**Short exercise**
Return the listing below word for word, with every line unchanged and none left out.

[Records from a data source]
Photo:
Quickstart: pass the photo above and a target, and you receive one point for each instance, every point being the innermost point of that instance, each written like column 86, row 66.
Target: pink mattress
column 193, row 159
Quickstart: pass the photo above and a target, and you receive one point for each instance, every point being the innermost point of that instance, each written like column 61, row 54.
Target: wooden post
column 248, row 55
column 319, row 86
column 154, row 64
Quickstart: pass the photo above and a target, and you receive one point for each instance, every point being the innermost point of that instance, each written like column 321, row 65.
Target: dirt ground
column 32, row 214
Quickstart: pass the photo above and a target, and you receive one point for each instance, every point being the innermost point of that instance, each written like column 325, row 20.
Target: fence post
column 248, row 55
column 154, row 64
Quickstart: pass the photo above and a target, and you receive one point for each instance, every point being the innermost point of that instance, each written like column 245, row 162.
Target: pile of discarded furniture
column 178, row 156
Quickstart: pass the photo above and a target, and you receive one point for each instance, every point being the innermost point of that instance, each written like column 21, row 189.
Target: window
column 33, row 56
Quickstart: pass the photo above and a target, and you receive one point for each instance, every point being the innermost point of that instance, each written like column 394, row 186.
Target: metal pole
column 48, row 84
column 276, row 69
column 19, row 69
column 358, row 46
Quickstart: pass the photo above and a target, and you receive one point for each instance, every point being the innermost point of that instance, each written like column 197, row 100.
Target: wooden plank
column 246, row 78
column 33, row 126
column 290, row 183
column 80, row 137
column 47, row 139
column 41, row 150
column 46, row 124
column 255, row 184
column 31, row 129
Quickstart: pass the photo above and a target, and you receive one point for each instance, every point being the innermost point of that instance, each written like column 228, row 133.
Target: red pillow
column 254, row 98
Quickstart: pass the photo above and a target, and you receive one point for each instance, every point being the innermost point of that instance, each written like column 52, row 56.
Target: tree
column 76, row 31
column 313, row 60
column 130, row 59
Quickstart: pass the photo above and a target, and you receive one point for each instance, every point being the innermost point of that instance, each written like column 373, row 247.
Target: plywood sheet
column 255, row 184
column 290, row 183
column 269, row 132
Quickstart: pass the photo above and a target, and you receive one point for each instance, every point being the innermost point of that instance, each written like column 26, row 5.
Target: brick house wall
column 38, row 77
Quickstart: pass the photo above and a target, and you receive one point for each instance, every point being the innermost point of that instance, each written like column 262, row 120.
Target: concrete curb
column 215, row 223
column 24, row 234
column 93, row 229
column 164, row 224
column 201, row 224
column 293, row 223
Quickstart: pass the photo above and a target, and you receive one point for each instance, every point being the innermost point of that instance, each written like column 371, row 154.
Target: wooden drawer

**Written response**
Photo:
Quickstart: pass the photo above and a target, and you receive one point for each instance, every point being the innermost point of that instance, each written like column 86, row 66.
Target: pink mattress
column 193, row 159
Quickstart: pass the photo above and a target, and you receive one point for each instance, every point being the innermost point of that instance, each written like column 61, row 54.
Target: wooden post
column 248, row 55
column 319, row 86
column 154, row 64
Quickstart: pass the photo above and a target, and you receive one point for each instance, every point being the innermost point of that instance, each written like column 321, row 65.
Target: dirt ground
column 32, row 214
Quickstart: pass the photo above and a target, and you receive one point for each instance, every point being the innermost point of that instance, each written like column 325, row 20.
Target: fence post
column 248, row 55
column 154, row 64
Quickstart: pass the photo above and a target, and you receive one point for each instance, every point being the innermost point of that instance, each written like column 245, row 162.
Target: pile of discarded furniture
column 178, row 156
Quickstart: pass the photo above and a target, and you receive one point for each instance, every point being the innermost point of that instance, each written like column 21, row 189.
Target: window
column 33, row 56
Quickstart: pass the photo above and a target, and you receive one point for each instance, every point being the innermost point of that instance, each written like column 394, row 186.
Target: metal pole
column 48, row 84
column 276, row 69
column 19, row 69
column 358, row 46
Quickstart: pass the photo above and a target, and you receive one point for each instance, every point being the innermost point of that instance, each written like column 197, row 100.
Target: wooden plank
column 246, row 78
column 33, row 126
column 290, row 183
column 80, row 137
column 47, row 139
column 41, row 150
column 46, row 124
column 255, row 184
column 31, row 129
Quickstart: pass the photo above and a target, and you receive one point for each instance, every point being the innermost point of that instance, each written like column 228, row 133.
Target: red pillow
column 254, row 98
Quickstart: pass the photo above and a target, and you receive one point for each instance, every point being the innermost point of that instance, each written like column 52, row 56.
Target: tree
column 76, row 31
column 313, row 60
column 130, row 59
Quickstart: pass the photo above and a target, and you receive one point for each instance, every point being the innermost point of that instance, each written like column 373, row 247.
Target: plywood sheet
column 255, row 184
column 290, row 183
column 269, row 132
Quickstart: pass the photo above and a target, and you receive one point for each instance, every point being the innermost point of that instance, each written like column 26, row 5.
Target: brick house wall
column 38, row 77
Quickstart: pass the photo above and a target, and you receive one point for each instance, every point being the innermost point of that instance, each written like column 262, row 120.
Target: concrete curb
column 215, row 223
column 24, row 234
column 93, row 229
column 164, row 224
column 201, row 224
column 293, row 223
Quickstart: pass the photo above and a target, and you receive one point for each instance, every point being the innermost point of that instance, each written like column 371, row 154.
Target: wooden drawer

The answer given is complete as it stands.